THE PROBLEM: Format the lines below as a JSON list of strings, with one string per line and blank lines omitted.

DATA IN THIS EXERCISE:
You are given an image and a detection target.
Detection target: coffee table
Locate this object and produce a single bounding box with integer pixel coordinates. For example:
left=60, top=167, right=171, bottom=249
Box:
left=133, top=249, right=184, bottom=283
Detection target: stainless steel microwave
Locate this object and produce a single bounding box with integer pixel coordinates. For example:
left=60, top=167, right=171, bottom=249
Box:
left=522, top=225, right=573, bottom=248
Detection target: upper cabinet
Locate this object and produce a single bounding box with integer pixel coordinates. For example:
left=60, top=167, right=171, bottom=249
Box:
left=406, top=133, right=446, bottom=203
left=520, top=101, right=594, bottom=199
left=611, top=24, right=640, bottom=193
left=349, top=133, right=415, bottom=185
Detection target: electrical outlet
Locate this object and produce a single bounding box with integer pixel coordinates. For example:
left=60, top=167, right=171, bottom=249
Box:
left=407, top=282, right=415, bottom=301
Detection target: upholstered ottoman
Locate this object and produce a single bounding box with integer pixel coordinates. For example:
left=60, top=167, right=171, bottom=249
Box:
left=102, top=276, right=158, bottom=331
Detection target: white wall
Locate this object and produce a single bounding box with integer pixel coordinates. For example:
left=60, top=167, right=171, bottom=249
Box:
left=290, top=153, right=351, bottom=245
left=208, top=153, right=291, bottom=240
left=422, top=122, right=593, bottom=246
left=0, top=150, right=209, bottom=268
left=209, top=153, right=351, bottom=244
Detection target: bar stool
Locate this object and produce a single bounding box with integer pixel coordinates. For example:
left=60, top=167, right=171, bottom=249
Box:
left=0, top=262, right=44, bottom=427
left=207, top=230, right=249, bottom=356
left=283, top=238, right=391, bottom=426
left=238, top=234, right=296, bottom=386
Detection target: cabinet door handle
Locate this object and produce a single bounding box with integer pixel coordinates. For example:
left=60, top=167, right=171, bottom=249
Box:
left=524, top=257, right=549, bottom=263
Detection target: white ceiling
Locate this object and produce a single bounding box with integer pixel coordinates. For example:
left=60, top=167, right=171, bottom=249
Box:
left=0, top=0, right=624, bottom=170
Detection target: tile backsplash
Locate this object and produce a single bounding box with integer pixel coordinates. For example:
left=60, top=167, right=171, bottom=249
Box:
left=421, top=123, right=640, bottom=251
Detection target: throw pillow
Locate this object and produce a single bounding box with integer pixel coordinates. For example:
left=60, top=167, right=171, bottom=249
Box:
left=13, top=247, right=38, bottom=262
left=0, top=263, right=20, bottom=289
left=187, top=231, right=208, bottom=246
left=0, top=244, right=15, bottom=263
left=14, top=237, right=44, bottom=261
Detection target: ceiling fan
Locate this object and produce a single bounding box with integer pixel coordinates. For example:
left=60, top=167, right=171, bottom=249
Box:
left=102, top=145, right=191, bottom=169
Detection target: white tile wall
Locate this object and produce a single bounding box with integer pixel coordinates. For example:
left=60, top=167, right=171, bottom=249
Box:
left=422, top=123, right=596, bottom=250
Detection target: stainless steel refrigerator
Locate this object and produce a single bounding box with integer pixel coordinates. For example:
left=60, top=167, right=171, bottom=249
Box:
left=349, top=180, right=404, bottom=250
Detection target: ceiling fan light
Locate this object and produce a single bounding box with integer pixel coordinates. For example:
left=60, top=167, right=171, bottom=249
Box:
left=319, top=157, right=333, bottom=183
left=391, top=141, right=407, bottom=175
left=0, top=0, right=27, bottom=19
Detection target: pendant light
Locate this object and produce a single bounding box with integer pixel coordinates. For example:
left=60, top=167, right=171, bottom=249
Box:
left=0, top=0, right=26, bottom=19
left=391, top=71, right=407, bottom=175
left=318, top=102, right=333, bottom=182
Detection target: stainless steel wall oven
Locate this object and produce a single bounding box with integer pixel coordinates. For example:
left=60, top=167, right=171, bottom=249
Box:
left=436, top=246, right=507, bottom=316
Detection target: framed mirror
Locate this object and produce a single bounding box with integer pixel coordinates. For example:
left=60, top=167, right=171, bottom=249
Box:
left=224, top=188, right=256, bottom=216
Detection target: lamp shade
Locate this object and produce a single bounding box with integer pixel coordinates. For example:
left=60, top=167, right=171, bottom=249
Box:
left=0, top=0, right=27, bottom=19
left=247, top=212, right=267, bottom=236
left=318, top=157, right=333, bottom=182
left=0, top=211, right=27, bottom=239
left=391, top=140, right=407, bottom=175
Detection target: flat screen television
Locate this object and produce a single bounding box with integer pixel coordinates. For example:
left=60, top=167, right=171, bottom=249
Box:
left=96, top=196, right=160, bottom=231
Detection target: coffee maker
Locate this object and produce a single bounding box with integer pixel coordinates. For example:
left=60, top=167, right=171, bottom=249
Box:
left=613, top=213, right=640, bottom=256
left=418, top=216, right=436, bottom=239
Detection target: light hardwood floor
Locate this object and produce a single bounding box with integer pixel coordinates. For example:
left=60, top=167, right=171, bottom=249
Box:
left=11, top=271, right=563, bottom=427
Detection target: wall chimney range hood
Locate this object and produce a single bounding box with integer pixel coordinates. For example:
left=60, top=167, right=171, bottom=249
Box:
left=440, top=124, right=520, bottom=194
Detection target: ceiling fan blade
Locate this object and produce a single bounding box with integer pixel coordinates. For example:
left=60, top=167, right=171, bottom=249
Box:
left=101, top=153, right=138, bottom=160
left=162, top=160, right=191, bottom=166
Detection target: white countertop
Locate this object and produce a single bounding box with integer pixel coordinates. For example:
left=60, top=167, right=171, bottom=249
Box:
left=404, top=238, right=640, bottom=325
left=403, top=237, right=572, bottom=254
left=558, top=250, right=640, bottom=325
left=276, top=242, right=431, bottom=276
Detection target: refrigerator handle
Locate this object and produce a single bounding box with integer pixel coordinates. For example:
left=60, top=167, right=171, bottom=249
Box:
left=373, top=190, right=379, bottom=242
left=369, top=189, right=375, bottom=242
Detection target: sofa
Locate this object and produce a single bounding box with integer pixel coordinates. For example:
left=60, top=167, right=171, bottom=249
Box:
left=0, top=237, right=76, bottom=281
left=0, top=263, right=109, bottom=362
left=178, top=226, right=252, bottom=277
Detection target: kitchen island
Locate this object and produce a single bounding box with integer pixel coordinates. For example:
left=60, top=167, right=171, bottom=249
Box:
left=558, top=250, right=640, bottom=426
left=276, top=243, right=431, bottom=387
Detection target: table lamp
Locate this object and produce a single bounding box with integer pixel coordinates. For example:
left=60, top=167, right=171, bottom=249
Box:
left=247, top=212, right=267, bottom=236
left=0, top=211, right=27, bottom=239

OUTPUT FOR THIS TASK:
[
  "You are given an image and a detection target.",
  "Detection target: coffee table",
  "Locate this object and produce a single bounding box with integer pixel coordinates. For example:",
  "left=60, top=167, right=171, bottom=249",
  "Box:",
  "left=133, top=249, right=184, bottom=283",
  "Detection target: stainless steel microwave",
  "Locate this object and produce a single bounding box with integer pixel coordinates. For example:",
  "left=60, top=167, right=171, bottom=249",
  "Box:",
  "left=522, top=225, right=573, bottom=248",
  "Detection target: upper cabinet",
  "Locate this object and produce a single bounding box with integer pixel coordinates. For example:",
  "left=60, top=167, right=171, bottom=249",
  "Box:",
  "left=406, top=133, right=446, bottom=203",
  "left=520, top=101, right=594, bottom=199",
  "left=611, top=24, right=640, bottom=193",
  "left=349, top=133, right=415, bottom=185",
  "Detection target: electrical outlet",
  "Locate this object and produce a single bounding box with integer pixel coordinates. For example:",
  "left=60, top=167, right=171, bottom=249",
  "Box:",
  "left=407, top=282, right=415, bottom=301",
  "Detection target: upholstered ottoman",
  "Locate this object and produce a single bounding box with integer pixel coordinates. For example:",
  "left=60, top=167, right=171, bottom=249",
  "Box:",
  "left=102, top=276, right=158, bottom=331",
  "Detection target: white wall",
  "Locate this object and produce a single bounding box with integer pixel coordinates. For example:",
  "left=60, top=167, right=171, bottom=249",
  "Box:",
  "left=290, top=153, right=351, bottom=245",
  "left=208, top=153, right=291, bottom=240",
  "left=422, top=122, right=593, bottom=246",
  "left=0, top=150, right=209, bottom=268",
  "left=209, top=153, right=351, bottom=244",
  "Detection target: bar stool",
  "Locate this object and produce a single bounding box with integer pixel coordinates. For example:",
  "left=60, top=167, right=171, bottom=249",
  "Box:",
  "left=0, top=262, right=44, bottom=427",
  "left=207, top=230, right=249, bottom=356",
  "left=283, top=238, right=391, bottom=426",
  "left=238, top=234, right=296, bottom=386",
  "Detection target: cabinet door handle",
  "Locate this object and produce a single bounding box with integer pixel coordinates. For example:",
  "left=60, top=167, right=171, bottom=249",
  "Box:",
  "left=524, top=257, right=549, bottom=263",
  "Detection target: white ceiling",
  "Locate this object and produce a single bounding box with integer pixel coordinates. For example:",
  "left=60, top=167, right=171, bottom=249",
  "Box:",
  "left=0, top=0, right=624, bottom=170",
  "Detection target: tile backsplash",
  "Locate this object and produce a single bounding box with integer pixel coordinates. For example:",
  "left=60, top=167, right=171, bottom=249",
  "Box:",
  "left=421, top=123, right=640, bottom=251",
  "Detection target: throw pillow",
  "Locate this object and produce a single bounding box with integer pixel coordinates. For example:",
  "left=60, top=167, right=171, bottom=249",
  "Box:",
  "left=13, top=247, right=38, bottom=262",
  "left=0, top=263, right=20, bottom=289",
  "left=187, top=231, right=208, bottom=246",
  "left=0, top=244, right=15, bottom=263",
  "left=14, top=237, right=44, bottom=261",
  "Detection target: ceiling fan",
  "Locate this object and produce a single bounding box with integer pixel coordinates. For example:",
  "left=60, top=167, right=171, bottom=249",
  "Box:",
  "left=102, top=145, right=191, bottom=169",
  "Detection target: white tile wall",
  "Locate this object and produce a single bounding box with integer pixel coordinates. For example:",
  "left=60, top=167, right=171, bottom=249",
  "Box:",
  "left=422, top=123, right=596, bottom=250",
  "Detection target: stainless steel refrigerator",
  "Locate this object and produce a single bounding box with integer pixel coordinates. For example:",
  "left=60, top=167, right=171, bottom=249",
  "Box:",
  "left=349, top=180, right=404, bottom=250",
  "Detection target: ceiling fan light",
  "Locate this object and produce a single bounding box with integer pixel coordinates. For example:",
  "left=60, top=167, right=171, bottom=249",
  "Box:",
  "left=319, top=157, right=333, bottom=183",
  "left=391, top=141, right=407, bottom=175",
  "left=0, top=0, right=27, bottom=19",
  "Detection target: pendant light",
  "Locate this object and produce a single bounding box with integer pixel coordinates. For example:",
  "left=60, top=167, right=171, bottom=249",
  "Box:",
  "left=0, top=0, right=26, bottom=19",
  "left=391, top=71, right=407, bottom=175",
  "left=318, top=102, right=333, bottom=182",
  "Detection target: stainless steel wall oven",
  "Locate this object and produce a single bounding box with integer pixel coordinates. For example:",
  "left=60, top=167, right=171, bottom=249",
  "Box:",
  "left=436, top=246, right=507, bottom=316",
  "Detection target: framed mirror",
  "Locate this object and produce a single bounding box with integer pixel coordinates. For example:",
  "left=60, top=167, right=171, bottom=249",
  "Box:",
  "left=224, top=188, right=256, bottom=216",
  "Detection target: lamp shade",
  "Locate this object and produce a single bounding box with integer pixel coordinates. For example:",
  "left=60, top=167, right=171, bottom=249",
  "Box:",
  "left=0, top=0, right=27, bottom=19",
  "left=247, top=212, right=267, bottom=236",
  "left=318, top=157, right=333, bottom=182",
  "left=0, top=211, right=27, bottom=239",
  "left=391, top=140, right=407, bottom=175",
  "Detection target: flat screen television",
  "Locate this object and produce a single bounding box with integer pixel coordinates. For example:",
  "left=60, top=167, right=171, bottom=249",
  "Box:",
  "left=96, top=196, right=160, bottom=231",
  "Detection target: coffee maker",
  "Locate this object and produce a single bounding box with integer pixel coordinates. For example:",
  "left=60, top=167, right=171, bottom=249",
  "Box:",
  "left=613, top=213, right=640, bottom=256",
  "left=418, top=216, right=436, bottom=239",
  "Detection target: light hardwood floor",
  "Locate this object and produce a single bounding box with integer pixel coordinates. For example:",
  "left=60, top=167, right=171, bottom=249",
  "Box:",
  "left=11, top=271, right=563, bottom=427",
  "Detection target: wall chimney range hood",
  "Locate this object and produce a single bounding box with integer pixel coordinates. For example:",
  "left=60, top=167, right=171, bottom=249",
  "Box:",
  "left=440, top=124, right=520, bottom=194",
  "Detection target: ceiling fan blade",
  "Locate this object and produce a single bounding box with integer pixel coordinates. For example:",
  "left=60, top=167, right=171, bottom=249",
  "Box:",
  "left=101, top=153, right=138, bottom=160",
  "left=162, top=160, right=191, bottom=166",
  "Detection target: white countertop",
  "Locate this object and produce a single bounding box with integer pixel coordinates. For example:",
  "left=60, top=167, right=171, bottom=249",
  "Box:",
  "left=404, top=238, right=640, bottom=325",
  "left=403, top=237, right=572, bottom=254",
  "left=558, top=250, right=640, bottom=325",
  "left=276, top=242, right=431, bottom=276",
  "Detection target: refrigerator handle",
  "Locate this object and produce a single bounding box with integer pixel coordinates. For example:",
  "left=60, top=167, right=171, bottom=249",
  "Box:",
  "left=373, top=190, right=379, bottom=242",
  "left=369, top=189, right=375, bottom=242",
  "Detection target: sofa",
  "Locate this object and produce a single bounding box with integer pixel coordinates. For example:",
  "left=60, top=167, right=171, bottom=249",
  "Box:",
  "left=0, top=237, right=76, bottom=281",
  "left=0, top=263, right=109, bottom=362",
  "left=178, top=226, right=252, bottom=277",
  "Detection target: kitchen island",
  "Locate this object and produce a single bounding box with integer pixel coordinates. For example:",
  "left=60, top=167, right=171, bottom=249",
  "Box:",
  "left=558, top=250, right=640, bottom=426",
  "left=276, top=243, right=431, bottom=387",
  "Detection target: table lamp",
  "Locate this object and produce a single bounding box with integer pixel coordinates. For example:",
  "left=60, top=167, right=171, bottom=249",
  "Box:",
  "left=247, top=212, right=267, bottom=236",
  "left=0, top=211, right=27, bottom=239"
]